- Exercise brief:
Write the records out again, precisely as they stand.

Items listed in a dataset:
*** Block opens ***

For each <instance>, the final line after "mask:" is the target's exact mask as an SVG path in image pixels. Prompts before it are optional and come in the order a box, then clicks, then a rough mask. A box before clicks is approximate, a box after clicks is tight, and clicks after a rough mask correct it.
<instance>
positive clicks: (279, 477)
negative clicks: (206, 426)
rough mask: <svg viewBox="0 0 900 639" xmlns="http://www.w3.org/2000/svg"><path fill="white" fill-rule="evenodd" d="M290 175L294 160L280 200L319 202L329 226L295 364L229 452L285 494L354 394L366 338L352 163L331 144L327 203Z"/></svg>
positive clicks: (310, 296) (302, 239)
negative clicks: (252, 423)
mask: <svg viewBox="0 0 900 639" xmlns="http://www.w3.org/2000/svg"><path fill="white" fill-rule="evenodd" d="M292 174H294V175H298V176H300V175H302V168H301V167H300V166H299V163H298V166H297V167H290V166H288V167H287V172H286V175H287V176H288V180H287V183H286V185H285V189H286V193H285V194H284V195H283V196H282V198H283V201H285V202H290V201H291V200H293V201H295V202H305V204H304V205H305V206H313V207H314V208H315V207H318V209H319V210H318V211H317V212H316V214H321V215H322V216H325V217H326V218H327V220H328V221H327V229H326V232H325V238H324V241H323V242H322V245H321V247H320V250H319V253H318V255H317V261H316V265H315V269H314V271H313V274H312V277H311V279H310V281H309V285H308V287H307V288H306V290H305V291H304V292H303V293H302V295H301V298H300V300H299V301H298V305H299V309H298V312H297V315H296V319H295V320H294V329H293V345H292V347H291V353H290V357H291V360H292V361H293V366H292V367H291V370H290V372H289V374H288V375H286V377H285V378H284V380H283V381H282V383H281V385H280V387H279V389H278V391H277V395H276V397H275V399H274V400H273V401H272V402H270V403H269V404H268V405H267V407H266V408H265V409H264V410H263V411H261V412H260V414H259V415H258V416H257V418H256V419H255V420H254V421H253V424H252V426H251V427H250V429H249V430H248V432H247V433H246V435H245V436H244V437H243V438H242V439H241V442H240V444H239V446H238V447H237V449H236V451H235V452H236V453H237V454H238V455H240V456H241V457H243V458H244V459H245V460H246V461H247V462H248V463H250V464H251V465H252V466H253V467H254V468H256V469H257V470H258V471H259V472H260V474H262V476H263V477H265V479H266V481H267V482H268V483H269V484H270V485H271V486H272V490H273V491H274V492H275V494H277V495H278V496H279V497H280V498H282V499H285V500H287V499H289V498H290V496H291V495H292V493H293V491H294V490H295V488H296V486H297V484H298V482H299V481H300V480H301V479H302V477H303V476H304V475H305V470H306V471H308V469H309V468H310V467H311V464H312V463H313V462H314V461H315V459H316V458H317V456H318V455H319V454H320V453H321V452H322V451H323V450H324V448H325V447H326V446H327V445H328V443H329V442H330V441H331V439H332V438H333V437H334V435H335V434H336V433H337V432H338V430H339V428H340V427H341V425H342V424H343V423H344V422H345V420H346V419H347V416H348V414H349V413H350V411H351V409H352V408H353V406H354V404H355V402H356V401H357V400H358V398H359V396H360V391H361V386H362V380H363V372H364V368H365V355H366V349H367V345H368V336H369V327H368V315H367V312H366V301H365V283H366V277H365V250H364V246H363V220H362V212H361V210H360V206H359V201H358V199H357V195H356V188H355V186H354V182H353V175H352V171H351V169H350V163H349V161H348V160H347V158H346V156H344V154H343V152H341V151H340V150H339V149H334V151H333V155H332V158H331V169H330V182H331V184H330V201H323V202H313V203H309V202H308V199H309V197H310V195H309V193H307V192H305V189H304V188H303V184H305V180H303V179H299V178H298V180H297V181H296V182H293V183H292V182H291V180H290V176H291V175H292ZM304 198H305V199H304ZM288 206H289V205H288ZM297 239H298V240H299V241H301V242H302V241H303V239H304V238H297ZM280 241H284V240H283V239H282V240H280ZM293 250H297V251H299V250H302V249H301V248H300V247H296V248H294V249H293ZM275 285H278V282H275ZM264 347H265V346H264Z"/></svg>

*** Block closes ***

- Answer box:
For each <instance>, the final line after "mask:" is the target's exact mask as an SVG path in image pixels. Prompts before it are optional and come in the order a box, then clicks, then a rough mask. A box before clicks is approximate, a box after clicks is tight, and clicks after a rough mask correct it.
<instance>
positive clicks: (279, 477)
negative clicks: (206, 426)
rough mask: <svg viewBox="0 0 900 639" xmlns="http://www.w3.org/2000/svg"><path fill="white" fill-rule="evenodd" d="M290 175L294 160L280 200L319 202L329 226L295 364L229 452L285 494L354 394L366 338L352 163L331 144L327 203Z"/></svg>
positive clicks: (310, 296) (302, 239)
negative clicks: (252, 423)
mask: <svg viewBox="0 0 900 639" xmlns="http://www.w3.org/2000/svg"><path fill="white" fill-rule="evenodd" d="M292 174H294V175H298V176H300V175H302V168H301V167H300V166H299V163H298V166H297V167H290V166H288V167H287V172H286V175H287V176H288V180H287V183H286V185H285V189H286V193H285V194H284V195H283V196H282V198H283V201H285V202H290V201H291V200H293V201H295V202H305V204H304V205H305V206H313V207H314V208H315V207H318V209H319V210H318V211H317V212H316V214H321V215H322V216H325V217H326V218H327V220H328V221H327V229H326V232H325V238H324V241H323V242H322V245H321V247H320V250H319V253H318V255H317V261H316V265H315V269H314V271H313V274H312V277H311V279H310V281H309V285H308V287H307V288H306V290H305V291H304V292H303V293H302V295H301V298H300V300H299V301H298V305H299V309H298V312H297V315H296V319H295V320H294V329H293V345H292V347H291V353H290V357H291V360H292V361H293V366H292V367H291V370H290V372H289V374H288V375H286V377H285V378H284V380H283V381H282V383H281V385H280V387H279V389H278V391H277V395H276V397H275V399H274V400H273V401H272V402H270V403H269V404H268V405H267V407H266V408H265V409H264V410H263V411H261V412H260V414H259V415H258V416H257V418H256V419H255V420H254V421H253V424H252V426H251V427H250V429H249V430H248V432H247V433H246V435H245V436H244V437H243V438H242V439H241V442H240V444H239V446H238V447H237V449H236V451H235V452H236V453H237V454H238V455H240V456H241V457H243V458H244V459H245V460H246V461H247V462H248V463H250V464H251V465H252V466H253V467H254V468H256V469H257V470H258V471H259V472H260V474H262V476H263V477H265V479H266V481H267V482H268V483H269V484H270V485H271V486H272V490H273V491H274V492H275V494H277V495H278V496H279V497H280V498H282V499H285V500H287V499H289V498H290V496H291V495H292V493H293V491H294V490H295V488H296V486H297V484H298V482H299V481H300V480H301V479H302V477H303V476H304V475H305V470H306V471H308V469H309V468H310V467H311V464H312V463H313V462H314V461H315V459H316V458H317V456H318V455H319V454H320V453H321V452H322V451H323V450H324V448H325V447H326V446H327V445H328V443H329V442H330V441H331V439H332V438H333V437H334V435H335V434H336V433H337V432H338V430H339V428H340V427H341V425H342V424H343V423H344V422H345V420H346V419H347V416H348V414H349V413H350V411H351V409H352V408H353V406H354V404H355V402H356V401H357V400H358V398H359V396H360V391H361V386H362V380H363V372H364V368H365V355H366V349H367V345H368V336H369V327H368V315H367V312H366V301H365V283H366V277H365V250H364V246H363V220H362V212H361V210H360V206H359V201H358V199H357V195H356V188H355V186H354V182H353V175H352V171H351V169H350V163H349V161H348V160H347V158H346V156H344V154H343V152H341V151H340V150H339V149H334V151H333V155H332V158H331V169H330V182H331V184H330V201H323V202H313V203H309V202H308V199H309V197H310V195H309V193H307V192H305V189H304V188H303V184H305V180H303V179H299V178H298V180H297V181H296V182H293V183H292V182H291V180H290V176H291V175H292ZM304 198H305V199H304ZM288 206H289V205H288ZM297 239H298V240H299V241H301V242H302V241H303V239H304V238H297ZM280 241H284V240H283V239H282V240H280ZM293 250H297V251H299V250H302V249H301V248H300V247H296V248H294V249H293ZM275 285H278V282H275ZM264 347H265V346H264Z"/></svg>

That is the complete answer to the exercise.